Task goal: Summarize the thread below in two sentences.

Page text:
....

# Bale hard in center



## ase117a (Jul 28, 2014)

Hello all, last year was out first year using a round baler. We have a New Holland BR750. We kept the bales presure low to try to help keep the weight down for our tractor. While feeding this winter we are finding that part way into the bale and it is packed rock hard. Can anyone help tell me what we might have done wrong? Thank you for any help you can provide.


----------



## mlappin (Jun 25, 2009)

Is the center off color or smells different than the res of the bale? Sounds like the center carmelized, which means it was a tad wet when baled.


----------



## ase117a (Jul 28, 2014)

Thank you, I bet that was the problem. It is a little off color and we have had some lose from moisture. I didn't realize being hard in the middle was also a sign we didn't let it dry out enough. If we bale wet in the future we have to put it on high pressure and pack tight right? Thank you again, I really appreciate your help.


----------



## Tx Jim (Jun 30, 2014)

....

Listed records:
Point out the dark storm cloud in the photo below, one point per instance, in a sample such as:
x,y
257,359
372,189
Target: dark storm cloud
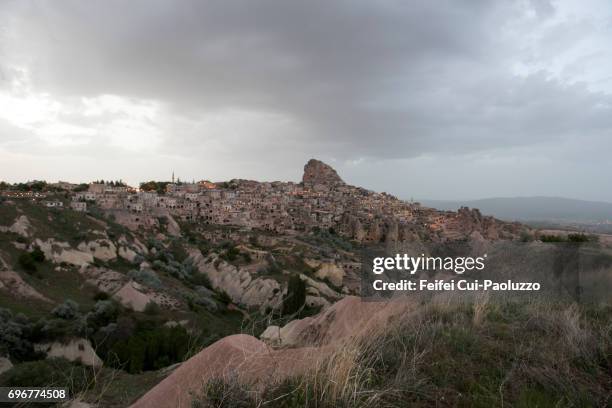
x,y
345,79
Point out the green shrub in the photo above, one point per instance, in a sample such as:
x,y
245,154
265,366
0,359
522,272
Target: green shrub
x,y
27,262
67,310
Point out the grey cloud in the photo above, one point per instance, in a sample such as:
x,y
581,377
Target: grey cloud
x,y
373,80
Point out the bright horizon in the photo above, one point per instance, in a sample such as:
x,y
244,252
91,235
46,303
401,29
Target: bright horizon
x,y
448,100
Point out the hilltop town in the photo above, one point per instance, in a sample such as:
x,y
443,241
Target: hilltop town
x,y
321,200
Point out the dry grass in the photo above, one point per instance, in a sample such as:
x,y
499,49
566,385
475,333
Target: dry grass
x,y
478,352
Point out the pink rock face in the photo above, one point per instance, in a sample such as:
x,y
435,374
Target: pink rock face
x,y
318,173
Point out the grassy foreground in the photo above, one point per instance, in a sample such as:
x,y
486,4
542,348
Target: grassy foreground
x,y
451,352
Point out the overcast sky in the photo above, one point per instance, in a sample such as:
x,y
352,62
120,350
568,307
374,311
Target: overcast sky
x,y
430,99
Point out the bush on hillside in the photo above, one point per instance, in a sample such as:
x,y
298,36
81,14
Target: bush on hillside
x,y
68,310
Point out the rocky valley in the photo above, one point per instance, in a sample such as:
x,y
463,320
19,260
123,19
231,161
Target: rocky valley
x,y
147,295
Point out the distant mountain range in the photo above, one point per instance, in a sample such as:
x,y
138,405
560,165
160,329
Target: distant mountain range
x,y
552,209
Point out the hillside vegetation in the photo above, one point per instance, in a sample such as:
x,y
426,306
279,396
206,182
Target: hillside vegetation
x,y
452,352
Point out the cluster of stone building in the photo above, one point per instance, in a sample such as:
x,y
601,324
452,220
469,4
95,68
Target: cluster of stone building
x,y
321,201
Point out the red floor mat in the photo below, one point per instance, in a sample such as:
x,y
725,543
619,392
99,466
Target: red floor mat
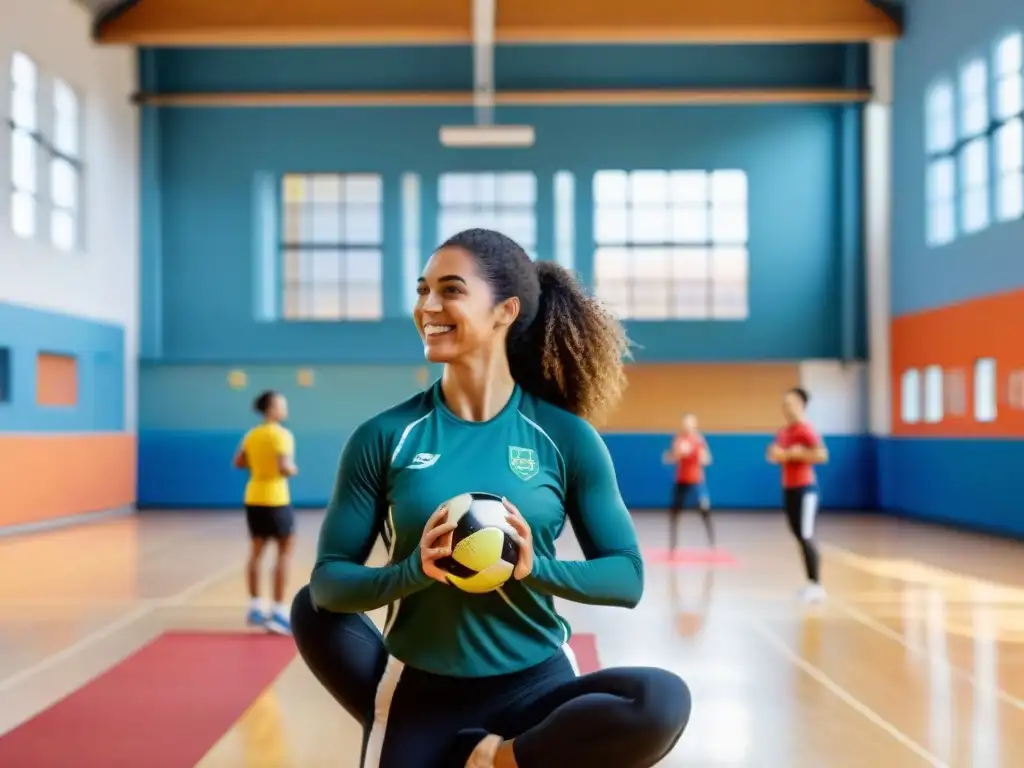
x,y
689,557
585,649
164,707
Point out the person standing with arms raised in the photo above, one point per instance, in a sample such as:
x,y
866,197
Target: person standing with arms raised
x,y
798,449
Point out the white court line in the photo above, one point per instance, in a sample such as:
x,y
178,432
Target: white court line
x,y
91,639
926,654
145,608
843,694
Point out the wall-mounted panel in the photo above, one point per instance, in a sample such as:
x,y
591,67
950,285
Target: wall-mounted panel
x,y
253,70
45,476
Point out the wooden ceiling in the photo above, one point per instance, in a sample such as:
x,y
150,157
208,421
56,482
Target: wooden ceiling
x,y
229,23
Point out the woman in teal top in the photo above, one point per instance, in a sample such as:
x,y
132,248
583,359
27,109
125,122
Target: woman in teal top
x,y
487,681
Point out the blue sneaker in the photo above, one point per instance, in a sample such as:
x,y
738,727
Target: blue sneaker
x,y
278,624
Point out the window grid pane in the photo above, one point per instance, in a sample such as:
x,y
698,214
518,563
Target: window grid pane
x,y
565,219
332,247
672,245
933,394
910,396
502,201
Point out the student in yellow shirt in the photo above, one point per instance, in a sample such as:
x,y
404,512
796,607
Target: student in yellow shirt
x,y
268,453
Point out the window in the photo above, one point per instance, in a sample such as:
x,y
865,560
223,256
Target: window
x,y
984,389
940,184
504,202
954,391
1008,73
66,168
412,258
672,244
333,239
974,150
565,219
910,396
25,141
56,379
933,394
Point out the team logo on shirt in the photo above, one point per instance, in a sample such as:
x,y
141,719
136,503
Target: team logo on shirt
x,y
523,462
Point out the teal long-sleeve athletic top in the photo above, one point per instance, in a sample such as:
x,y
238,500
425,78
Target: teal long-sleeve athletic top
x,y
403,463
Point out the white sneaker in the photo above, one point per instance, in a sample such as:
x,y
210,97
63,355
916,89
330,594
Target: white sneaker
x,y
812,593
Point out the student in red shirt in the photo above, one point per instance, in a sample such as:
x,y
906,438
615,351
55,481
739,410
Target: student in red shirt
x,y
798,448
690,455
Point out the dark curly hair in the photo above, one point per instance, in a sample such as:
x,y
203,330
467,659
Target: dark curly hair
x,y
565,347
262,402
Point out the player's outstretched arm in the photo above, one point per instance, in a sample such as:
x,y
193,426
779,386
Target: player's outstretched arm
x,y
612,572
341,582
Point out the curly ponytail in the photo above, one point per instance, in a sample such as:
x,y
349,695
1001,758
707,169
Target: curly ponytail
x,y
564,347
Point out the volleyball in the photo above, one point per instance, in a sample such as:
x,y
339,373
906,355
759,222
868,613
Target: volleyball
x,y
483,548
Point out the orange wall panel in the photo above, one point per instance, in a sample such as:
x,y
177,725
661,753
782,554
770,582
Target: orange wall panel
x,y
954,337
56,380
43,476
726,397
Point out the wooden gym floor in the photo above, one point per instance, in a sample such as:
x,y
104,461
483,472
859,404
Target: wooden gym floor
x,y
916,659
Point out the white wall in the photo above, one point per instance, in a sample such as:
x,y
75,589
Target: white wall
x,y
101,281
839,395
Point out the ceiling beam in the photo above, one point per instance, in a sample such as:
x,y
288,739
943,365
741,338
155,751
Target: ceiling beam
x,y
546,98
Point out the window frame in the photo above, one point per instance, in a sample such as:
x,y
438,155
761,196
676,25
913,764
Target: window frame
x,y
702,249
911,382
298,295
33,132
489,213
1005,122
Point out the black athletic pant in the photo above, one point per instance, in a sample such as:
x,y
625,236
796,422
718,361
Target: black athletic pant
x,y
802,510
680,493
615,718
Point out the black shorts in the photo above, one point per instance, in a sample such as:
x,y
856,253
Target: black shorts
x,y
270,522
682,493
801,506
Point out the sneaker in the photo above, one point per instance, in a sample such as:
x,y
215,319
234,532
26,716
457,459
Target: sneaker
x,y
278,624
812,593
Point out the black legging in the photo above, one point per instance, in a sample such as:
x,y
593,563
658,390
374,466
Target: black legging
x,y
616,718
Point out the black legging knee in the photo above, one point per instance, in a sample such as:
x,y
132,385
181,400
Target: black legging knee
x,y
614,718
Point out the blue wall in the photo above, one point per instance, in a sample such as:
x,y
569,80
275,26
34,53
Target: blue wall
x,y
203,170
98,348
940,36
193,421
202,166
965,481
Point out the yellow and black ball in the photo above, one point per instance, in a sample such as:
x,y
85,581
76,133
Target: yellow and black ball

....

Problem solution: After a first year with a New Holland BR750 round baler and low bale pressure to keep the weight down for the tractor, ase117a found during winter feeding that the bales were packed rock hard partway in. mlappin suggested that the center had caramelized because the hay was a little wet when baled, and ase117a agreed, noting that the center was a little off color and that they had lost some hay to moisture.